## EXERCISE DIRECTIONS
In the text about Venafro, write out word for word the passage starting with "Verlasce Roman Amphitheater: Located" and going on through "its former glory.".

— start TEXT SHOWN —

From autumn 1943 to spring of 1944 Venafro was the scene (along with Pozzilli, Filignano, San Pietro Infine) of bitter fighting between the Germans, entrenched in the mountains to the north and the British – French – U.S. along the Gustav Line, during the Battle of Monte Cassino. Mistaken for Monte Cassino, Venafro was hit hard by aerial bombing on March 15, 1944.

Until 1863 the town was included in the territory of the Terra di Lavoro (currently the province of Caserta), following the establishment of the province of Campobasso was annexed to that territory. It was later incorporated into the Molise region and consequently into the province of Isernia, despite controversy and often violent protests that favored to remain part of the province of Caserta. In the spring of 1984, the city was severely damaged by the earthquake originating in the nearby Valle di Comino, in the province of Frosinone.

What to see : Venafro can be divided into two distinct areas: the old town, of Roman origin, enclosed by walls and dominated by Castle Pandone, and new town that has several newly developed neighborhoods.

The old town was built on the existing Roman urban structure. The upper floors of buildings are residences, while the lower floor of the premises are used as shops.

 

Verlasce Roman Amphitheater: Located in the center of modern Venafro and despite development overlap are the still visible remains of the Roman elliptical amphitheater. It is believed that the stands could hold up to 15,000 spectators. Until some time ago, this structure housed stables and stores of agricultural tools.

The Roman Theater: On the Decumanus Maximus, is a theater of considerable size with an auditorium capable of hosting 3,500 spectators.

Samnite, Roman and medieval remains: In the town center are visible traces of a Roman aqueduct, the walled city of the Samnites dating from the 4th century BCE and one polygonal Samnite structure of the 1st century BCE.

Of Roman origin is the "Torricella", a fortified structure recently restored to its former glory.

Other monuments include "Market Tower" (Palazzo Caracciolo), a defensive structure with its massive medieval battlements, in defense of that which once corresponded to the eastern gate of Venafro, and the Palazzo Libertina of the 20th century, which served as a hydroelectric plant to provide power to the town.

Due to a large number of churches in the area Venafro was given the nickname "The city of 33 churches." These are many churches of various sizes and ages in the historic center and in the foothills area. Unfortunately, many places of worship are now closed and abandoned.

Venafro Cathedral, the largest church of the city, is situated at the foot of Parco Oraziano. Dating from the 5th century, it was built under Bishop Constantine in the place where for centuries there was a pagan temple.

The Church of the Annunciation (Chiesa dell"Annunziata): The church is an example of Baroque architecture built in the 14th century, and has been repeatedly amended over time. It was built with material from a nearby Roman theater and had a gabled façade. Over the centuries it underwent a major restoration and the church assumed its present Baroque appearance. The single nave interior preserves a crucifix of the 14th century. In a lateral niche is the silver bust of St. Nicandro with a some relics of martyrs. The church also has a large frescoed dome, visible from every point of the city.

— end TEXT SHOWN —
— start SUPPLIED DATA —

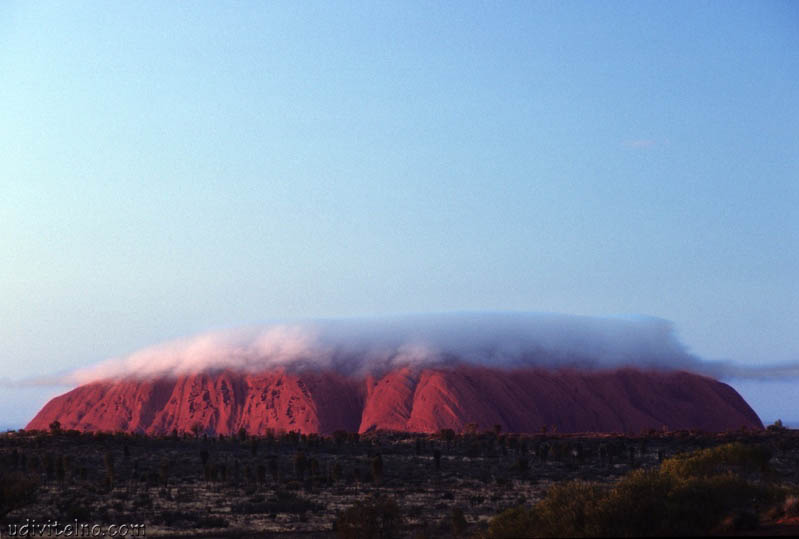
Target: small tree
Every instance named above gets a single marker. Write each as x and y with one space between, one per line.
300 462
459 524
377 468
378 518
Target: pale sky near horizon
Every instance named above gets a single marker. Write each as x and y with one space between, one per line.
169 168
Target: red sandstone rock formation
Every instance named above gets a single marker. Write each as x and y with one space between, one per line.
419 400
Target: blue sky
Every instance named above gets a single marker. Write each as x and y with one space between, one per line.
169 168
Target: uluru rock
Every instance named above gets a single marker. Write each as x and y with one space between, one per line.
422 399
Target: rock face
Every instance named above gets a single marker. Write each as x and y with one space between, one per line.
406 399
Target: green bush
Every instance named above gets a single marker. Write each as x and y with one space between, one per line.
735 457
378 518
688 495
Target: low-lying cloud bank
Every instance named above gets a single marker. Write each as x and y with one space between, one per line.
353 346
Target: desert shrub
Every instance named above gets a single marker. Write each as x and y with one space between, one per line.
458 521
16 491
211 521
791 506
378 518
692 494
74 507
571 509
512 523
735 457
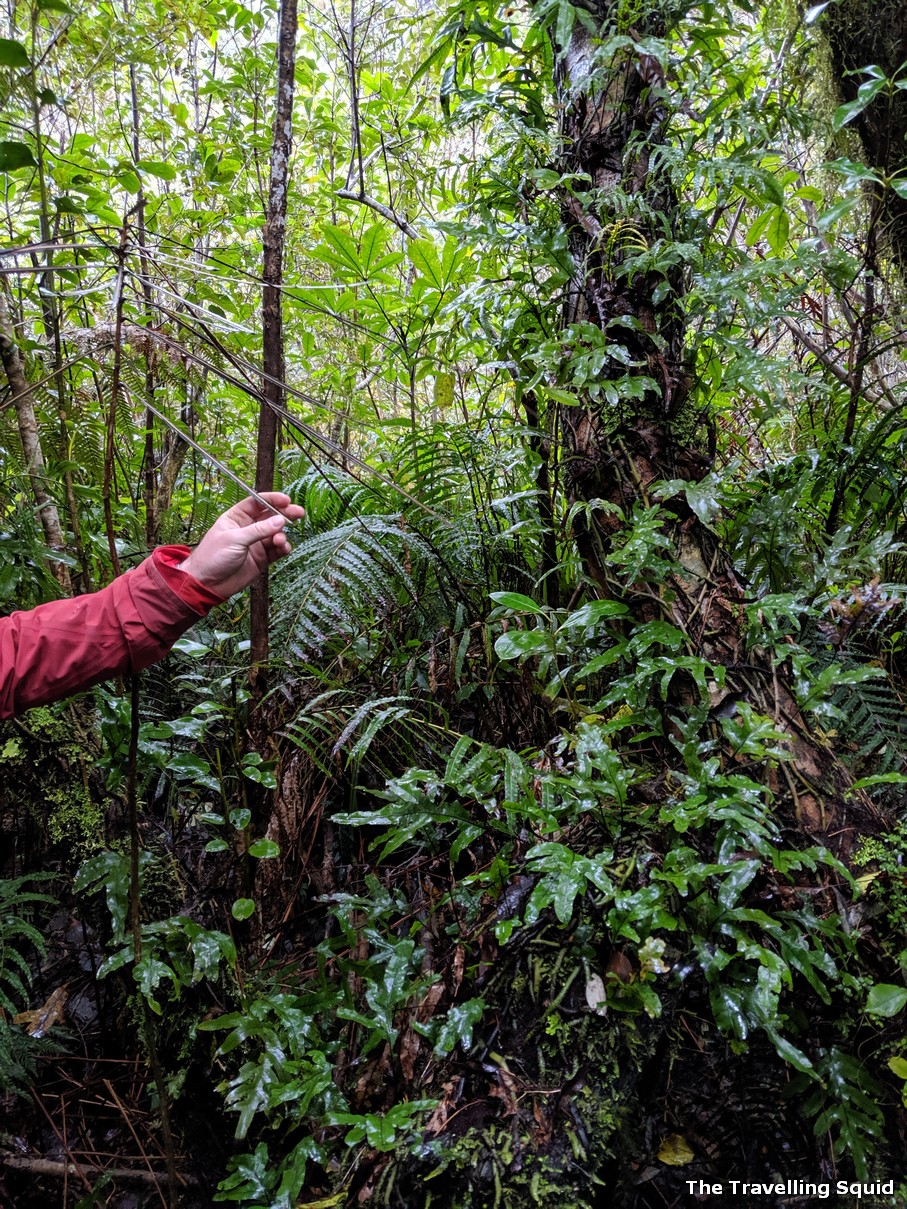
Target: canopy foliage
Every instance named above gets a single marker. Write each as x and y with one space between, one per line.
555 855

— end SUPPLIED DATA —

## THE SOLUTION
Verlasce Roman Amphitheater: Located in the center of modern Venafro and despite development overlap are the still visible remains of the Roman elliptical amphitheater. It is believed that the stands could hold up to 15,000 spectators. Until some time ago, this structure housed stables and stores of agricultural tools.

The Roman Theater: On the Decumanus Maximus, is a theater of considerable size with an auditorium capable of hosting 3,500 spectators.

Samnite, Roman and medieval remains: In the town center are visible traces of a Roman aqueduct, the walled city of the Samnites dating from the 4th century BCE and one polygonal Samnite structure of the 1st century BCE.

Of Roman origin is the "Torricella", a fortified structure recently restored to its former glory.